**Source document**:
Open source agents need memory, protocols, and security to work

Sequoia's Konstantin Buhler reveals three blockers: agent memory of themselves, communication protocols like TCP/IP, and 1000 security agents per cognitive agent.

Agents must remember themselves, not just users, to maintain consistency

Konstantin Buhler from Sequoia identifies agent memory as the first unsolved problem preventing real agents from working—not just memory of users but memory of themselves, because

"if every time you met me I was a different personality, it would be pretty weird."

The challenge extends beyond simple key-value caching or session persistence to fundamental questions of identity: agents need consistency like humans have personality, requiring both fine-tuning for who they are and real-time memory updates stored like RAM versus hard drives. Nvidia's Kari Briski adds that enterprises will need to fine-tune or build their own AI to create agents with persistent identities through reinforcement learning, making them "become who they are rather than having the same memory as trained in." The second blocker is communication protocols—agents need their own TCP/IP moment, which "wasn't the finish line but the starting gun" for the internet, requiring shared technical and business language for agent-to-agent communication. The third is security, where Jensen Huang envisions inverting physical world ratios: instead of one security guard protecting thousands, we'll have "1000 security agents around one cognitive intelligence agent" because digital space has different economics than physical space.

**Extracted records**:
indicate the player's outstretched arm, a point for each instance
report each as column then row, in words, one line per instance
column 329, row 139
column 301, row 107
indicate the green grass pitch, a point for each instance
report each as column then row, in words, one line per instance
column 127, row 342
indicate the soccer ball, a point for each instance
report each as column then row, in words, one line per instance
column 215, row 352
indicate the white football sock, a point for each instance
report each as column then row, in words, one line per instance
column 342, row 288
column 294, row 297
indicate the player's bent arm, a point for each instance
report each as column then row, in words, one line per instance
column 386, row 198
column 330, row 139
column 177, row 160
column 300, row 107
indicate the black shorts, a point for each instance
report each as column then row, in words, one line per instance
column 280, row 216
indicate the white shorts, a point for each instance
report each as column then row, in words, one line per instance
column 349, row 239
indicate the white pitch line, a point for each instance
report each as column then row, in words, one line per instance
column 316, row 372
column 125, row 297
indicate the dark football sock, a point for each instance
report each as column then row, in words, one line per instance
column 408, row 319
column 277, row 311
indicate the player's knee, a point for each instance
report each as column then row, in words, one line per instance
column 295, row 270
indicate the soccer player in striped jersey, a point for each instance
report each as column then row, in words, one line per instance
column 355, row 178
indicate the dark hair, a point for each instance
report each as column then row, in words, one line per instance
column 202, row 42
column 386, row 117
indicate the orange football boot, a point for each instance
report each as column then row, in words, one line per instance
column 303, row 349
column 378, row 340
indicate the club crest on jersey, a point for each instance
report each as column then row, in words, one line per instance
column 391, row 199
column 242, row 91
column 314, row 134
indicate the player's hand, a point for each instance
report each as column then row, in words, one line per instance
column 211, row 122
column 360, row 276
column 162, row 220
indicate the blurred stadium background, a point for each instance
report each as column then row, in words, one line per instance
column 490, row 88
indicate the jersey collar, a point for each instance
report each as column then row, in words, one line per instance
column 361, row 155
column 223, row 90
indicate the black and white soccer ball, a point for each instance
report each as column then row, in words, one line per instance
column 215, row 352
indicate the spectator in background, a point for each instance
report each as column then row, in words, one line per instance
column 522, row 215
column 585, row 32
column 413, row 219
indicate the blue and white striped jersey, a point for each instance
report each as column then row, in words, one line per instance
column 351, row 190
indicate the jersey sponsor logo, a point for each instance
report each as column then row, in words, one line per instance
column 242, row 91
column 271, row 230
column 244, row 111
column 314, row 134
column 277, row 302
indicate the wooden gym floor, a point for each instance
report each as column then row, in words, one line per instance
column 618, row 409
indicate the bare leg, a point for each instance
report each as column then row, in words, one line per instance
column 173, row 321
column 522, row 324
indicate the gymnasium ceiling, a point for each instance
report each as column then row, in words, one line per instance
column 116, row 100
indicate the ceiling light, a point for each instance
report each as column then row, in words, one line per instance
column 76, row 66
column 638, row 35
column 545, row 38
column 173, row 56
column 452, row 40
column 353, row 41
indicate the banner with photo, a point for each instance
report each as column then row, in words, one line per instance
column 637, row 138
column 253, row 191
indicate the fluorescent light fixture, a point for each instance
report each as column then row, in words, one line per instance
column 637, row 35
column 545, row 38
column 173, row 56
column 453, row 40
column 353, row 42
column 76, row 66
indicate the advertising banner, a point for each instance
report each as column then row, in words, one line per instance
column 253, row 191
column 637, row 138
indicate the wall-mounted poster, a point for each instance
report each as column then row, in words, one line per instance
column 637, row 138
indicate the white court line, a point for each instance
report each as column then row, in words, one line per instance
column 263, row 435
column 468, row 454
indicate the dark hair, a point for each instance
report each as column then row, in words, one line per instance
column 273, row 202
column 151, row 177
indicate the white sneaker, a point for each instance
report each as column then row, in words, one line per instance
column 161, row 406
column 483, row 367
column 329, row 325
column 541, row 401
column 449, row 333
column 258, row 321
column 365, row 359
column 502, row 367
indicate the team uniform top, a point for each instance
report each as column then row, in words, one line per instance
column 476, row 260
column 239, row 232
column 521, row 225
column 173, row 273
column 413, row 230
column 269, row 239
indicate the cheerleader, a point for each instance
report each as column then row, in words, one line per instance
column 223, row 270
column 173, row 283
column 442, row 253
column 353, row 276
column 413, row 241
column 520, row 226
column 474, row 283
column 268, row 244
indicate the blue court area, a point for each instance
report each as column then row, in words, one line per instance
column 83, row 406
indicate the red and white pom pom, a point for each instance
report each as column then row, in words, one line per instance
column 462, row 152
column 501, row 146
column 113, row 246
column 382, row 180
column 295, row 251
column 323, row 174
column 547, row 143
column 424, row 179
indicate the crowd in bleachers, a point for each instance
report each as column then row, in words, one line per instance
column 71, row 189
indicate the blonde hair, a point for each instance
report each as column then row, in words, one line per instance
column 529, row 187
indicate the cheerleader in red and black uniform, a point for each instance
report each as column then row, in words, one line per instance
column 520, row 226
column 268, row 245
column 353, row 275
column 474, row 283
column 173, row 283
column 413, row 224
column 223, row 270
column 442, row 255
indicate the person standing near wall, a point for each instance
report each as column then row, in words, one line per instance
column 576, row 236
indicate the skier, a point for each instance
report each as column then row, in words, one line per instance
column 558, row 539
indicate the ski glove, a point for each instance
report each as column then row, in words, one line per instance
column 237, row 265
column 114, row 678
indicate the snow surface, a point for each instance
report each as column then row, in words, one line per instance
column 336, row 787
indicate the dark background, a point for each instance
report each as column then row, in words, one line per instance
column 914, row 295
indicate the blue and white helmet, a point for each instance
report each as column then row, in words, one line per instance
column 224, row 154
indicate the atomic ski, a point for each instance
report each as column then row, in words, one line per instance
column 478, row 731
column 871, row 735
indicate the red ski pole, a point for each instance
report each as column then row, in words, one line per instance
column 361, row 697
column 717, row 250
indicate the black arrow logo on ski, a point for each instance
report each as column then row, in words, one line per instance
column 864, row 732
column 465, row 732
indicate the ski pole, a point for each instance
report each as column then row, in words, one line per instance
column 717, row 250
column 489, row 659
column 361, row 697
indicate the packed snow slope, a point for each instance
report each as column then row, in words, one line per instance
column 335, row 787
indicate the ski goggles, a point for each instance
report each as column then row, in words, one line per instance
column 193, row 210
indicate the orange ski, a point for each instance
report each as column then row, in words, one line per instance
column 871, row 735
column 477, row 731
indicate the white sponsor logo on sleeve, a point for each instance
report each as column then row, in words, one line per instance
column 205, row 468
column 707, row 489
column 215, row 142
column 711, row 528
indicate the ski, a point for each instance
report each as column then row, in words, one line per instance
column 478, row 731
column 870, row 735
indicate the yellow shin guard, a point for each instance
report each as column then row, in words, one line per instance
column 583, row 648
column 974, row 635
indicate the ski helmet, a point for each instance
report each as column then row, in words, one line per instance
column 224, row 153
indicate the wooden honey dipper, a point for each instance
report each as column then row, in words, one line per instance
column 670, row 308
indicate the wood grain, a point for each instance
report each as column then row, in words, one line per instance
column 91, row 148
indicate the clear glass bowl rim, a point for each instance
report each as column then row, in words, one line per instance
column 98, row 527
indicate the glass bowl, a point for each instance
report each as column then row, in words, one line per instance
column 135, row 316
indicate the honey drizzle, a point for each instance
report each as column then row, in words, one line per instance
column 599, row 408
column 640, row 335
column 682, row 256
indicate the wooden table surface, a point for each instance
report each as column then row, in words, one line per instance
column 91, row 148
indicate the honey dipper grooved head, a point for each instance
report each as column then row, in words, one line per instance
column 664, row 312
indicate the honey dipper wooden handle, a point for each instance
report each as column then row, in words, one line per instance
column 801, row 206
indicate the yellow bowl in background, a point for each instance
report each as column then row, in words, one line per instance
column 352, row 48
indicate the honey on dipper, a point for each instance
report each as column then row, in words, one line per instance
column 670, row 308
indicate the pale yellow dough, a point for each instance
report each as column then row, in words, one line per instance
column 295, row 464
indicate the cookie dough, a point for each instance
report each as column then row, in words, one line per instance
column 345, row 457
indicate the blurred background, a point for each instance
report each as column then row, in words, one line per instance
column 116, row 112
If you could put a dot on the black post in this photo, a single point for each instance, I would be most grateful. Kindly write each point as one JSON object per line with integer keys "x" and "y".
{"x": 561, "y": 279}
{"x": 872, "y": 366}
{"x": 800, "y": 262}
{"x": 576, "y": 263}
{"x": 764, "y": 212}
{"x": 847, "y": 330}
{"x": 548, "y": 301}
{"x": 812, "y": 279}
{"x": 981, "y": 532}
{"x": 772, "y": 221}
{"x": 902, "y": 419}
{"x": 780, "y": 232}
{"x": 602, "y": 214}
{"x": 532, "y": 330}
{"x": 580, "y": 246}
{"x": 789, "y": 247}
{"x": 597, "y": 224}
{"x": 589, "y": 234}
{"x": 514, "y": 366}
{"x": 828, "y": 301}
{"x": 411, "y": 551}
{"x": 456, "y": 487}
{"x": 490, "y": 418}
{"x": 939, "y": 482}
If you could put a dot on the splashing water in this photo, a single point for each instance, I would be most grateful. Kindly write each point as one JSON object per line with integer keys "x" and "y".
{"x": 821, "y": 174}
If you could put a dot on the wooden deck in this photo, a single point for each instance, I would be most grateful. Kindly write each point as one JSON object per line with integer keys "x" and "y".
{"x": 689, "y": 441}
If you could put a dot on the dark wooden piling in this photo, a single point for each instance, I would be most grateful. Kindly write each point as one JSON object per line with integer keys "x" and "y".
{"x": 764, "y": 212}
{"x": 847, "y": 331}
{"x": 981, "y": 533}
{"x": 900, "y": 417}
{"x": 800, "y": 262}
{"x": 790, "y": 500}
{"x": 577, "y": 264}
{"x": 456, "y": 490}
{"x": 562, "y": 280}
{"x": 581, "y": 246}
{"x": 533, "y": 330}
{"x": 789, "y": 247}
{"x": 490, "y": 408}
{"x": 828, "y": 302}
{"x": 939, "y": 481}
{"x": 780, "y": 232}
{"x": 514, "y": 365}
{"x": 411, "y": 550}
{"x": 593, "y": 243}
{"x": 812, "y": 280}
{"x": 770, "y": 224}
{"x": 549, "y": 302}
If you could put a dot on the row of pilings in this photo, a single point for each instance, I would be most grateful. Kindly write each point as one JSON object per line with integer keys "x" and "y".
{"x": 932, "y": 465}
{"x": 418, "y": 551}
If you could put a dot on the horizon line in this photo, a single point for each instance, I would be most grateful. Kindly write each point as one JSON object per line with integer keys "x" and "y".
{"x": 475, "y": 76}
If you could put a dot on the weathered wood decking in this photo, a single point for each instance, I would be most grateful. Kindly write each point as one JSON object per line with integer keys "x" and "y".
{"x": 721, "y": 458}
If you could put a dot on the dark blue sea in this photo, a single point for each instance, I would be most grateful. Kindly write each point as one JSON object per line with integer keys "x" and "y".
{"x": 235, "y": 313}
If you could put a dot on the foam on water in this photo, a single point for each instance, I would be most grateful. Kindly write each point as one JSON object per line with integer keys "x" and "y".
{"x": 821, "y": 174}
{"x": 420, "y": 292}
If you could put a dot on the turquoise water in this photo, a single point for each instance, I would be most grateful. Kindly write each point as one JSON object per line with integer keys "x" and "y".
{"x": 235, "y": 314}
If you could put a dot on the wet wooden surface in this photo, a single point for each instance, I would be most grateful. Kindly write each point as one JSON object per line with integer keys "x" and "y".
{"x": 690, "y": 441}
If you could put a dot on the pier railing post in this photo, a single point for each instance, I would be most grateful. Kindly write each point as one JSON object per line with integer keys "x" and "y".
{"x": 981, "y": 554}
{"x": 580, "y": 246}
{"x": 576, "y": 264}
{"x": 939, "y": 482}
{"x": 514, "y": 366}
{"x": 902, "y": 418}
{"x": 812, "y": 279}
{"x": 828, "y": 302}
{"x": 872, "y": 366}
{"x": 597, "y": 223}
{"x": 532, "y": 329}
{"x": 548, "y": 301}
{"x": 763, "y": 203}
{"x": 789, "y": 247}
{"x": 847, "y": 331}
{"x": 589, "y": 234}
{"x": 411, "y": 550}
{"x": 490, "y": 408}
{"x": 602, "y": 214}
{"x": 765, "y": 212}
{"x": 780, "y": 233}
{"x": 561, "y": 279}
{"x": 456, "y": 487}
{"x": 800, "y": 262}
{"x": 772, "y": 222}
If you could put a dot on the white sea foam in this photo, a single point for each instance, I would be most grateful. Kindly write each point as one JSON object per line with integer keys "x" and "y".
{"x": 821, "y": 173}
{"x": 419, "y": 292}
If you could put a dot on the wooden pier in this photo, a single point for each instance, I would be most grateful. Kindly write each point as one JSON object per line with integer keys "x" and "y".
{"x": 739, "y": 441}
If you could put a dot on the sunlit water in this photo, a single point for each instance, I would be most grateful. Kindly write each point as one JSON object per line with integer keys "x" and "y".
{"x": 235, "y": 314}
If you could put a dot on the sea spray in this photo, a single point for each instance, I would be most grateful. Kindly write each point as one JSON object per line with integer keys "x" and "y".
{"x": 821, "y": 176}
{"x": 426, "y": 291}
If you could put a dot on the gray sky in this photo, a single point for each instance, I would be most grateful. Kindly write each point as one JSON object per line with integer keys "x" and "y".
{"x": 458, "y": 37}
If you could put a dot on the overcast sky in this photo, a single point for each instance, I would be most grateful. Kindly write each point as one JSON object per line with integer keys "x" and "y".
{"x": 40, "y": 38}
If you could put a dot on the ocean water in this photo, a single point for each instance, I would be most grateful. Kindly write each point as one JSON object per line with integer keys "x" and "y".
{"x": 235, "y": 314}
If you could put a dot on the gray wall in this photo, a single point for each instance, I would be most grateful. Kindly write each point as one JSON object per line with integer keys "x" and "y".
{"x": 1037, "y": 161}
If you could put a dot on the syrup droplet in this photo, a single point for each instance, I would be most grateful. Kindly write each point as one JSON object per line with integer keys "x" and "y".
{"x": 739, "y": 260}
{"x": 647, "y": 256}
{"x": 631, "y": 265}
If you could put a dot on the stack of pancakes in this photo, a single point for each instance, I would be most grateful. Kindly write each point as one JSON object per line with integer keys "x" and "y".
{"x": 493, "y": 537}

**About this exercise**:
Please answer these questions using the article on open source agents:
(a) Who from Sequoia names agent memory as the first unsolved problem?
(b) According to the article, what did TCP/IP turn out to be for the internet instead of the finish line?
(c) How many security agents does Jensen Huang picture around one cognitive intelligence agent?

**Final answer**:
(a) Konstantin Buhler
(b) The starting gun
(c) 1000